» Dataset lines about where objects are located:
══════════════════════════════

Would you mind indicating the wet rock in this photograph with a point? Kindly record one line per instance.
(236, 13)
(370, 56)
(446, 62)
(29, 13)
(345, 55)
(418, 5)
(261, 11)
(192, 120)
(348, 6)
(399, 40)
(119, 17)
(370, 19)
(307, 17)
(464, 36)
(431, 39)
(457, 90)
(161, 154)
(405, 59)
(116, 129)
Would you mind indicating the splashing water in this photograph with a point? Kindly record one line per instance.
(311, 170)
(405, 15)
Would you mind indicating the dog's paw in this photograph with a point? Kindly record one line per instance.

══════════════════════════════

» Written instruction:
Copy every line above word for word, from start to finish.

» Solution for this exercise:
Would you mind indicating the wet rock in this photograph with a point? Kindly record one line per instance.
(236, 13)
(370, 56)
(446, 62)
(29, 13)
(345, 55)
(418, 5)
(261, 11)
(192, 120)
(348, 6)
(399, 40)
(119, 17)
(370, 19)
(307, 17)
(464, 36)
(431, 39)
(457, 90)
(161, 154)
(405, 59)
(116, 129)
Would you mind indicating the splashing water in this photograph with a point? Kindly record one line per instance.
(311, 170)
(405, 15)
Would you mind indicating the dog's paw in this photograph with a point? Kindly record one line per instance.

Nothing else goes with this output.